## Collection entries
+===+
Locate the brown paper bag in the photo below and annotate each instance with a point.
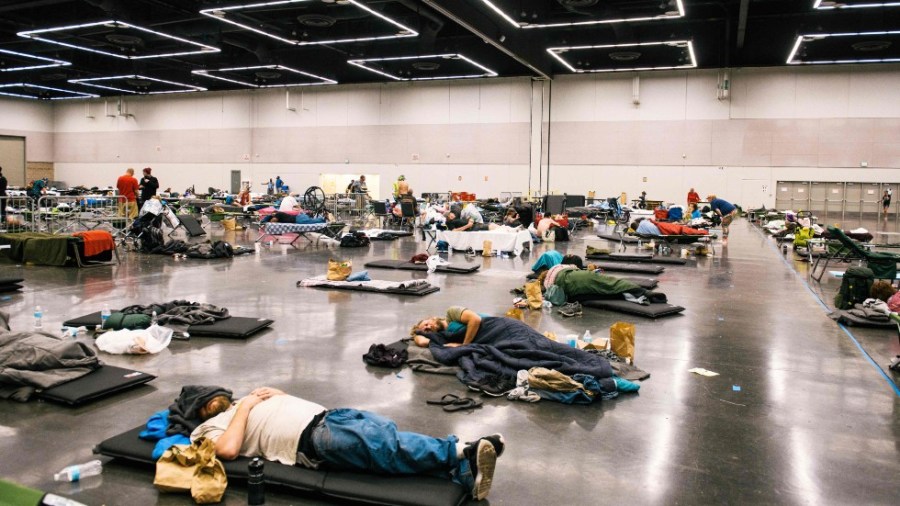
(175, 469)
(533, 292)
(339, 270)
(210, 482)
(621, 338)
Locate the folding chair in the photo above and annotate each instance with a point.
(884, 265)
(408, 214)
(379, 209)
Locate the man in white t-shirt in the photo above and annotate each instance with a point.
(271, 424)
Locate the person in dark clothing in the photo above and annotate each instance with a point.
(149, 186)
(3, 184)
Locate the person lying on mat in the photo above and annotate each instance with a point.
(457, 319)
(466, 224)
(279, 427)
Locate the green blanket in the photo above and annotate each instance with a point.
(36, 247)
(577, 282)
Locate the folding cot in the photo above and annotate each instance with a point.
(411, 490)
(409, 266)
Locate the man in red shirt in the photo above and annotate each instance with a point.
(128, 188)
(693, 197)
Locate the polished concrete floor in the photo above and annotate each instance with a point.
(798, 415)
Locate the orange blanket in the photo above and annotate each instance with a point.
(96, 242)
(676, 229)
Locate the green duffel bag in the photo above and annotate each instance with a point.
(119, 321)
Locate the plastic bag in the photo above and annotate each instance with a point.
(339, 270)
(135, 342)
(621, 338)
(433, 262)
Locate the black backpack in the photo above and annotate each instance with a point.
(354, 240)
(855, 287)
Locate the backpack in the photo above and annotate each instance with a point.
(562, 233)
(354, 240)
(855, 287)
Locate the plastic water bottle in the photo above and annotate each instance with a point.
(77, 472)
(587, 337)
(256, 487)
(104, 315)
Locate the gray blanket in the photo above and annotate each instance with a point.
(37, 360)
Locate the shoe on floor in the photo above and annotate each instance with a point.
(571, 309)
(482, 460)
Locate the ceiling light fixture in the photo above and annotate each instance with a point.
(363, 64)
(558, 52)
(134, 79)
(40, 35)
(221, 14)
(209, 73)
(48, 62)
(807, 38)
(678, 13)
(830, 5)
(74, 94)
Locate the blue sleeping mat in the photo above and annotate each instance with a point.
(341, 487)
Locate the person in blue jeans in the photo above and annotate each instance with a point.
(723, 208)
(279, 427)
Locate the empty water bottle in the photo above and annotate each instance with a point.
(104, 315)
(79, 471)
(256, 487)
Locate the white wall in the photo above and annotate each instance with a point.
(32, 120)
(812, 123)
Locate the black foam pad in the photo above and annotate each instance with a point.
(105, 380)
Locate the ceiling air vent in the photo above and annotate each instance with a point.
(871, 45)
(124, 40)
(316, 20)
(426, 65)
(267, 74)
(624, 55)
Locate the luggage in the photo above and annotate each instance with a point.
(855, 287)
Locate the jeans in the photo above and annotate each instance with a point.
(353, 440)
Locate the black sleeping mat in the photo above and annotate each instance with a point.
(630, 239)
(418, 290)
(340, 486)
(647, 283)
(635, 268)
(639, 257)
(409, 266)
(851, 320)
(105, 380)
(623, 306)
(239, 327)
+===+
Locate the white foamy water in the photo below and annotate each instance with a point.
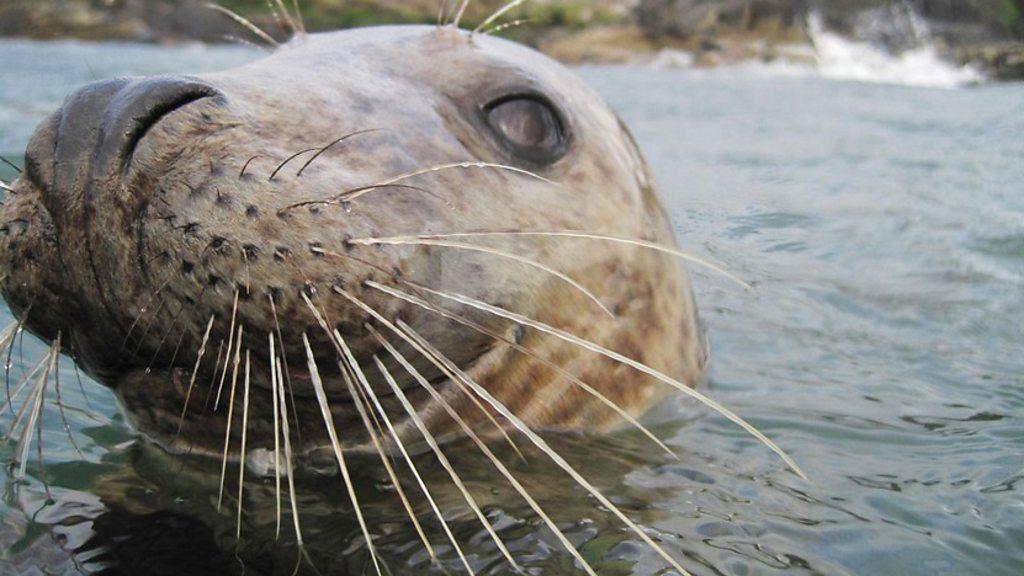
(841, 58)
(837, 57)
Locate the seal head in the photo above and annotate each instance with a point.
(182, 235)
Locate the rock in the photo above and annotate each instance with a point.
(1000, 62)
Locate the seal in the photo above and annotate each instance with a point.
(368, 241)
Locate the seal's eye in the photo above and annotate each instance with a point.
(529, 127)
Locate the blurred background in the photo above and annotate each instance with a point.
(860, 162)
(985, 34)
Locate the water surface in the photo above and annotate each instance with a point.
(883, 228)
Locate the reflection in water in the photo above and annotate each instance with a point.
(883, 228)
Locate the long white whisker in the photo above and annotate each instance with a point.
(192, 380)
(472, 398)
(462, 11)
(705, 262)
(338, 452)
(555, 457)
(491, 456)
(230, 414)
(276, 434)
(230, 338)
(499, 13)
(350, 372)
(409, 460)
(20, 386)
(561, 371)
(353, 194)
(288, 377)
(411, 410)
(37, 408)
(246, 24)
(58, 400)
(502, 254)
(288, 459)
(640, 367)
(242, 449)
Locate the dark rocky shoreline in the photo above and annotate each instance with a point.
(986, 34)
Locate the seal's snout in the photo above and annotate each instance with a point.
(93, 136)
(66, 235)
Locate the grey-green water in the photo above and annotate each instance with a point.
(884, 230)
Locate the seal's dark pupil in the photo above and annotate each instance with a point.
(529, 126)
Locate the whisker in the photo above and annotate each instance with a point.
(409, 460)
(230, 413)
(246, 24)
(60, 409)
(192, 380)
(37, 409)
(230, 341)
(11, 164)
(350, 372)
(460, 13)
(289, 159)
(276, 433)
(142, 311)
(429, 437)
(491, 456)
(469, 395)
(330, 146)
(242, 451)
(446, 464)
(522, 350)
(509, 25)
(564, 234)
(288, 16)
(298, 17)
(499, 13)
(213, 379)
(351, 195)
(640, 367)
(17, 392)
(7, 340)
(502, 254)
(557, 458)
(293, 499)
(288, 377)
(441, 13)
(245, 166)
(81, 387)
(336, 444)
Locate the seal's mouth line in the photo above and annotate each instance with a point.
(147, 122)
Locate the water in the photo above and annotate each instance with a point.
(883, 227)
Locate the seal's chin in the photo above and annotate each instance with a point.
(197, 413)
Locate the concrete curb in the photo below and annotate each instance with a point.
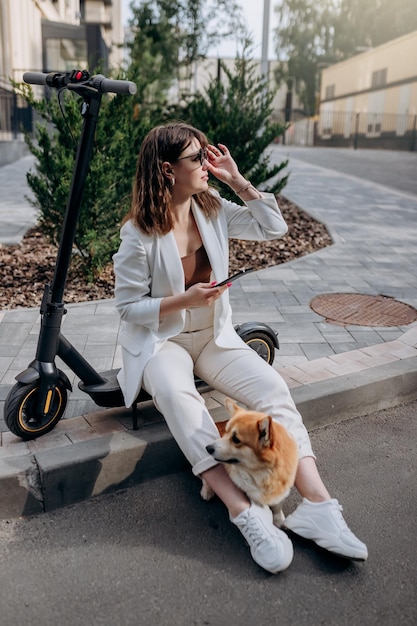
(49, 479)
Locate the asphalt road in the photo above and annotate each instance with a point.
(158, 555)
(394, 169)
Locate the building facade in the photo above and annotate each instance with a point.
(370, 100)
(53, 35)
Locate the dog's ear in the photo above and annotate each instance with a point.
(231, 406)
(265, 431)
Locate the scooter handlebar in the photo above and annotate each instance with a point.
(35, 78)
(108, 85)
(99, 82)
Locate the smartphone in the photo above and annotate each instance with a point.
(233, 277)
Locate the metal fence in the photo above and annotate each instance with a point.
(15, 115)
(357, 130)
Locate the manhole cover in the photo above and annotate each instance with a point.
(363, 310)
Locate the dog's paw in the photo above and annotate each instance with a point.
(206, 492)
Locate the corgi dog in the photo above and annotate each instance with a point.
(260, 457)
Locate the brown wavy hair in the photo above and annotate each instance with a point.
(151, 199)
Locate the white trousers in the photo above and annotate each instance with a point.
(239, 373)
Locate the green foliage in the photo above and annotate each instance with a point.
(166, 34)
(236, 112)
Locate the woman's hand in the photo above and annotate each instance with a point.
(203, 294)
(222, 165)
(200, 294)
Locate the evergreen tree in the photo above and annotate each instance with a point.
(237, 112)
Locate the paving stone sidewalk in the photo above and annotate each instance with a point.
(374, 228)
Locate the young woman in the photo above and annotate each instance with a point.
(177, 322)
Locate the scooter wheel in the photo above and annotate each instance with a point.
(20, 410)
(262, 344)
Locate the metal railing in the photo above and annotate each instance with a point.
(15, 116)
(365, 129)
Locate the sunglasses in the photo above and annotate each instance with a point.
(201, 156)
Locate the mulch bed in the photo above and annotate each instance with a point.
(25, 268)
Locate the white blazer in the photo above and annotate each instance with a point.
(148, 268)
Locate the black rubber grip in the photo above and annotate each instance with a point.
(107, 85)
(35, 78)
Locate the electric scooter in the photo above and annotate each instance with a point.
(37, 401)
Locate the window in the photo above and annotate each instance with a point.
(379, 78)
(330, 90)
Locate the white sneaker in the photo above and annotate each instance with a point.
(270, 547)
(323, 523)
+===+
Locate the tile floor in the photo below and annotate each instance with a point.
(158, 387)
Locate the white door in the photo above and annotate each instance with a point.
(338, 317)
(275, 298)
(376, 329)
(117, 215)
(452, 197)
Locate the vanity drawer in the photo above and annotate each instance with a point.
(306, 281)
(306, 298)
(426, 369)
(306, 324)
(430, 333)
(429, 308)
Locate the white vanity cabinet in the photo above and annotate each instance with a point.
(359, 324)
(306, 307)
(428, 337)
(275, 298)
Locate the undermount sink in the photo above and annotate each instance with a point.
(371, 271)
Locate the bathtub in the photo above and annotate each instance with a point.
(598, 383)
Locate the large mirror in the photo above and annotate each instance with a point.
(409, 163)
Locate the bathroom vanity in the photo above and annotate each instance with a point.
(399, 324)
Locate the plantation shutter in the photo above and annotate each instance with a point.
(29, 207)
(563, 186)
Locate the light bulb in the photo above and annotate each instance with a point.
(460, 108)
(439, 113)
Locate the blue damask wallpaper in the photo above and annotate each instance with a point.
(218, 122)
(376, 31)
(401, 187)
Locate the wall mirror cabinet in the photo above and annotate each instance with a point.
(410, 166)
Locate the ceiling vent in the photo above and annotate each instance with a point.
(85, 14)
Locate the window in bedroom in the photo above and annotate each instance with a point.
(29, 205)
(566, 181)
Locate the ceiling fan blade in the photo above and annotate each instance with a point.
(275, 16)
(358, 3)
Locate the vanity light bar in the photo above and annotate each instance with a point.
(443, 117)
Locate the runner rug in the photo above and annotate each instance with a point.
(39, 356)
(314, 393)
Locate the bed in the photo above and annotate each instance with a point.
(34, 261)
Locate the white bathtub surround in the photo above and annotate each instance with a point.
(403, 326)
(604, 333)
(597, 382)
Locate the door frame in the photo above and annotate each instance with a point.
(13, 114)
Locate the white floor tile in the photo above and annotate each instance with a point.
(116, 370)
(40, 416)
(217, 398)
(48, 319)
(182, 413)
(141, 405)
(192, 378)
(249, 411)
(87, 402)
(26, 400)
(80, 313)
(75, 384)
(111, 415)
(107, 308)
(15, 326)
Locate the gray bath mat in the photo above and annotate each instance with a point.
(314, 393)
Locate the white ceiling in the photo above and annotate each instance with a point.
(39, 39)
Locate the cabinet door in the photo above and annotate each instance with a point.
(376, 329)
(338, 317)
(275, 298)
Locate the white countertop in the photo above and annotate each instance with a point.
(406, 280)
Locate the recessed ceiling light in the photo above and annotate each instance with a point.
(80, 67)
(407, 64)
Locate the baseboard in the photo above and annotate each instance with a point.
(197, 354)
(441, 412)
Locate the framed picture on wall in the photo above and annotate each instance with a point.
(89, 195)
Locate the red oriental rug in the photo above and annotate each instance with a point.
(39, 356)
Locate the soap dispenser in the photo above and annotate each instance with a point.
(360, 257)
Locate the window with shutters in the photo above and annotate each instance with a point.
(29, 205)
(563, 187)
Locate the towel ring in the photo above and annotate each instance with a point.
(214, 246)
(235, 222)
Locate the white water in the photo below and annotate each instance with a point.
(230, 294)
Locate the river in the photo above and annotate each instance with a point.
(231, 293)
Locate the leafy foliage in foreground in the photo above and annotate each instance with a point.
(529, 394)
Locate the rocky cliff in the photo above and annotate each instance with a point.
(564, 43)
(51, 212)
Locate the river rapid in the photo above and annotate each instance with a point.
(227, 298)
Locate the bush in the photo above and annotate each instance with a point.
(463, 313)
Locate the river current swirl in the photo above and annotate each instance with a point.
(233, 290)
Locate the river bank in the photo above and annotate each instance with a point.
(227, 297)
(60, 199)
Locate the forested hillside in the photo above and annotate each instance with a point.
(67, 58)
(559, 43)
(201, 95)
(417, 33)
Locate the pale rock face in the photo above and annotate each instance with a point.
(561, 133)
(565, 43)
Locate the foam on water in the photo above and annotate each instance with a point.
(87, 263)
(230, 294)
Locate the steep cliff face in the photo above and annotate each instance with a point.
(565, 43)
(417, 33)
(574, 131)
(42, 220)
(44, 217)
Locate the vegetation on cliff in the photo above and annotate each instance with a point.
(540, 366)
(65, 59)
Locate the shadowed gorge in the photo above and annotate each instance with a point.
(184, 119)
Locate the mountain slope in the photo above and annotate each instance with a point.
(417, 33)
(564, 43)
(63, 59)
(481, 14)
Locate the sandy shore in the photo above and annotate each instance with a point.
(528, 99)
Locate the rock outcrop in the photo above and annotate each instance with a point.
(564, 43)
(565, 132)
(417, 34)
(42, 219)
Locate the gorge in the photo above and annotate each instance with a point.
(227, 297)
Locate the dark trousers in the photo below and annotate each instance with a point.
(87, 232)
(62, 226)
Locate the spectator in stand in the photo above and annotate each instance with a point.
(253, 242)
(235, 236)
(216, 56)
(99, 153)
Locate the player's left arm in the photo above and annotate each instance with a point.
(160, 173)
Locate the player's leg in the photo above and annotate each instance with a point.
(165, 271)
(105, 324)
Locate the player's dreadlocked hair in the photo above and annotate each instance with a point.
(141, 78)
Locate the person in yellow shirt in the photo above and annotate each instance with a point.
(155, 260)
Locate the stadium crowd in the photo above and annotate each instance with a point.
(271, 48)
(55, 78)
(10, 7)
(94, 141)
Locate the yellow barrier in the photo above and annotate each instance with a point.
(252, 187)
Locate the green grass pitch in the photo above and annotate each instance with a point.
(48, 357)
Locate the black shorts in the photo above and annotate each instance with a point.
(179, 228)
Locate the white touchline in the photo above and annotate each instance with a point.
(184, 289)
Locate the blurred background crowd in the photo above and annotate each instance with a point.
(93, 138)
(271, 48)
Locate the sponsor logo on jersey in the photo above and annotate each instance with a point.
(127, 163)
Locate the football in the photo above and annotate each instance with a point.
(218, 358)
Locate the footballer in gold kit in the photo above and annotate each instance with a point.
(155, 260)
+===+
## WRITTEN INSTRUCTION
List every line in the collection entries that contains the string "whisker", matching case exactly.

## COMPLETED EXERCISE
Locate the long white whisker in the photo above and annotate each instance with a point.
Locate the whisker in the photo above and annotate each instance with a point.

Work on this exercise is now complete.